Problem> Word for word, print every entry below.

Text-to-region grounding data

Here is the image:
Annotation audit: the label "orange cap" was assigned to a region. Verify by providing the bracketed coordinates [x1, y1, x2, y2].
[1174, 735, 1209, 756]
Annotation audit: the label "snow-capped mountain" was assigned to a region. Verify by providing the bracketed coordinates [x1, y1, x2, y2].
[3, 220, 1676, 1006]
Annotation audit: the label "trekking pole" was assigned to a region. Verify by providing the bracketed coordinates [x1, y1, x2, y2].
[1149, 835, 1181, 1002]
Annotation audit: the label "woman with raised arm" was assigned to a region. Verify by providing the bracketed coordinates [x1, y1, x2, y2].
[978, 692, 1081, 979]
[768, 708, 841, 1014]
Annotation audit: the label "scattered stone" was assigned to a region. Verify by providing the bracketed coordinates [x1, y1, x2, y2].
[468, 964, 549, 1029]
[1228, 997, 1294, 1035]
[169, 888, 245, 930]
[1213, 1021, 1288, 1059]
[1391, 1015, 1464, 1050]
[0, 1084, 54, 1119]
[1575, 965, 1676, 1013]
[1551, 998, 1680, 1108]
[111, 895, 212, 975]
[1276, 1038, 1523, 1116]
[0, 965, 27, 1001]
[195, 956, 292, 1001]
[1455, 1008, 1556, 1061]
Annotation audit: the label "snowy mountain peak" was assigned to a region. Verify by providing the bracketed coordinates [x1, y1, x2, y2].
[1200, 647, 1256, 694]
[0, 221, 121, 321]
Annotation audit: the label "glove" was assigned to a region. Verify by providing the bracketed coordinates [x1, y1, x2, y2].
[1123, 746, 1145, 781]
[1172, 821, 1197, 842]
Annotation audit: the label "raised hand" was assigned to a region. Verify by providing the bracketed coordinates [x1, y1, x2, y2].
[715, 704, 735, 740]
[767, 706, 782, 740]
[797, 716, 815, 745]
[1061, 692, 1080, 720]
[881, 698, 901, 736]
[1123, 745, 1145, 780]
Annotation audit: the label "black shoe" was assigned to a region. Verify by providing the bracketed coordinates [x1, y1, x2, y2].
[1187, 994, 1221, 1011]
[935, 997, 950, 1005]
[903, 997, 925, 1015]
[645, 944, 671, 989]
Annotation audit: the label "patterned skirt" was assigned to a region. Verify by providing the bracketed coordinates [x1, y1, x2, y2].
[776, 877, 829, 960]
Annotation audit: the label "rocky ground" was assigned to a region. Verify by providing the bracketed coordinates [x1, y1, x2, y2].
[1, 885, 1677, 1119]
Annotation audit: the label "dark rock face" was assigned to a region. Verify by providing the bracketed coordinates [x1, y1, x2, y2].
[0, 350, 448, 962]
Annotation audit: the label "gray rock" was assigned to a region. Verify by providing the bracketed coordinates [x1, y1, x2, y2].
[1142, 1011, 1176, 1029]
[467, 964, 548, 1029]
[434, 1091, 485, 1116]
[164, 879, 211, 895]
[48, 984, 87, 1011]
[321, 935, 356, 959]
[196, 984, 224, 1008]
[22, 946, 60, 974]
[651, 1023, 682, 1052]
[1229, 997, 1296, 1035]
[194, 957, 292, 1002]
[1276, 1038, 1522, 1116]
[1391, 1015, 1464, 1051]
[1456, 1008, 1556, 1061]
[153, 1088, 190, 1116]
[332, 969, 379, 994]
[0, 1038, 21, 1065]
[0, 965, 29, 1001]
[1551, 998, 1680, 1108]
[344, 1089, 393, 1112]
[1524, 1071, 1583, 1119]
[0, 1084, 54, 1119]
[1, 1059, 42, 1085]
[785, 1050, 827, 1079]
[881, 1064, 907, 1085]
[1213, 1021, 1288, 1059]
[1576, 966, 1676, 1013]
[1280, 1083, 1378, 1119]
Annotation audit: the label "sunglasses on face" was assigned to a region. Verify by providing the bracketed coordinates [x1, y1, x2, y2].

Response for this exercise>
Here is the image:
Annotation audit: the label "orange cap" was assigned to a region. Verify by providing the bracketed coordinates [x1, y1, x2, y2].
[1174, 735, 1209, 756]
Annotation audit: the label "snow-capped mountain" was assigned to a region. Verify by providing the bracketed coordinates [x1, y1, x2, y2].
[3, 220, 1676, 1006]
Annotation audit: the label "trekking pole" was assigned to a region. Verify by providing the bracketed coordinates [x1, y1, x2, y2].
[1149, 835, 1181, 1002]
Annotation audit: the label "woman with raised arm" was assigned to a region. Verify by providing the bracketed coordinates [x1, y1, x2, y2].
[978, 692, 1081, 979]
[768, 708, 841, 1014]
Annotation audit: the label "scattered stone" was assigned to a region. Verify by providing the bracketed coordinates [x1, y1, x2, y2].
[468, 964, 549, 1029]
[1228, 997, 1294, 1035]
[169, 888, 245, 930]
[1213, 1021, 1288, 1059]
[1391, 1015, 1464, 1050]
[0, 1084, 54, 1119]
[1575, 965, 1676, 1013]
[1551, 998, 1680, 1108]
[111, 895, 212, 975]
[1276, 1038, 1523, 1116]
[0, 965, 27, 1001]
[195, 956, 292, 1001]
[1455, 1008, 1556, 1061]
Annotation audit: the label "snowy mountain peak" was assigned to a region. Verify by providing the bracketed coordinates [x1, y1, x2, y2].
[1200, 647, 1256, 694]
[0, 221, 121, 321]
Annotation audit: the label "glove" was assigned to a region. Verify by providing the bracketed coordinates [x1, y1, x2, y2].
[1123, 746, 1145, 781]
[1172, 821, 1197, 842]
Annotation audit: the label "raised hand" was assigned to a region. Verify by providing the bracketed coordinates [x1, y1, x2, y2].
[715, 704, 735, 740]
[767, 706, 782, 740]
[797, 716, 815, 745]
[1061, 692, 1080, 720]
[881, 698, 901, 736]
[1123, 745, 1145, 780]
Annotation audit: the label "black shoe" was assigned to a region. Verify by providing the bracketed coordinates [x1, y1, x2, y2].
[1187, 994, 1221, 1011]
[935, 997, 950, 1005]
[903, 997, 925, 1015]
[645, 944, 671, 989]
Annotation audit: the label "patterned skirt" was assigned to a region. Verify by providing the bracketed coordinates [x1, y1, x2, y2].
[776, 877, 829, 960]
Annotation audit: the label "rocky ground" was assigned to a region. Verify by providing the bracketed coordinates [x1, y1, x2, y2].
[1, 885, 1677, 1119]
Annotation audit: the label "dark rock face" was assigned to a region. Verify by providing the bracketed coordinates [x1, y1, x2, y2].
[0, 350, 448, 962]
Annotation audit: the label "gray rock" was assigned to a region. Verify by providing the bracketed coordinates [x1, y1, x2, y2].
[1142, 1011, 1176, 1029]
[467, 964, 548, 1029]
[434, 1091, 485, 1116]
[164, 879, 211, 895]
[48, 984, 87, 1011]
[321, 935, 356, 959]
[196, 984, 224, 1008]
[22, 946, 60, 974]
[651, 1023, 682, 1052]
[1229, 997, 1296, 1035]
[194, 957, 292, 1002]
[1276, 1038, 1522, 1116]
[1391, 1015, 1464, 1051]
[1456, 1008, 1556, 1061]
[153, 1088, 190, 1116]
[332, 969, 379, 994]
[0, 1038, 21, 1065]
[0, 965, 29, 1001]
[1551, 998, 1680, 1108]
[344, 1089, 393, 1112]
[1524, 1071, 1583, 1119]
[0, 1084, 54, 1119]
[1, 1059, 42, 1085]
[785, 1050, 827, 1079]
[881, 1064, 907, 1085]
[1213, 1021, 1288, 1059]
[1576, 966, 1676, 1013]
[1280, 1083, 1378, 1119]
Annotation audit: the label "sunglasses on face" was assigned to a region. Verify by providing the bracketed coordinates [x1, y1, x2, y2].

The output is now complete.